### PROBLEM DESCRIPTION:
Report every line in the records below that contains the word "uniform", copying each such line in full.

[Region annotation entries]

-- start --

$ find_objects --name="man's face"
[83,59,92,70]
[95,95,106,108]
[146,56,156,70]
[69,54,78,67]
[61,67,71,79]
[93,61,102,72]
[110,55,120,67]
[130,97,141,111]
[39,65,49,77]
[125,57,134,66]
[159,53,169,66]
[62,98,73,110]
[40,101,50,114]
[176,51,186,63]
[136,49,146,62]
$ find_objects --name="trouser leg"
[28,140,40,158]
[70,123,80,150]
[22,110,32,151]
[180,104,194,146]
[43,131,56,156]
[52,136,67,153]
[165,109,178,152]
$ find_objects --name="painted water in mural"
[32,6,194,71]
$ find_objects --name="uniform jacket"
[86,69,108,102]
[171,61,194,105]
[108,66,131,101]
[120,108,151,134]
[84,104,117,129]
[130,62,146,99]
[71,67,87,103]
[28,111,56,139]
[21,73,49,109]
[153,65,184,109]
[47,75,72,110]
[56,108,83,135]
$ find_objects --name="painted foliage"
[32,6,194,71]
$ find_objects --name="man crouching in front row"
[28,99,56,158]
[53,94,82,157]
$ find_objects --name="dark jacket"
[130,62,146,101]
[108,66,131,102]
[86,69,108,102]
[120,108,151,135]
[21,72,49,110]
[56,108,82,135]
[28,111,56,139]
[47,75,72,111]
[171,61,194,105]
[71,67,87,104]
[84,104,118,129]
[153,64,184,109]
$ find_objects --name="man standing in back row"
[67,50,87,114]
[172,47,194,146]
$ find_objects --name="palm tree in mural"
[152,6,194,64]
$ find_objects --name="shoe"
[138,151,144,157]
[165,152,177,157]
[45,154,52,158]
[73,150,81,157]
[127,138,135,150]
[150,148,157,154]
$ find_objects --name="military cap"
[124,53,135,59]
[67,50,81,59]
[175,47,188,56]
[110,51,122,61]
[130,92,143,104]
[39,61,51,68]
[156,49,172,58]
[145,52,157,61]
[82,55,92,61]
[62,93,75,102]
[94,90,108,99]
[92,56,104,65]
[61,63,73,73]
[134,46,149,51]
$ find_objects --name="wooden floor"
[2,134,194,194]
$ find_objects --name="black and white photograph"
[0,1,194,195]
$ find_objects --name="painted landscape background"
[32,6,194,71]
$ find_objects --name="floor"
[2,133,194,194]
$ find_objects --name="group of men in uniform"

-- end --

### WORKED ANSWER:
$ find_objects --name="uniform jacket"
$ find_objects --name="group of men in uniform"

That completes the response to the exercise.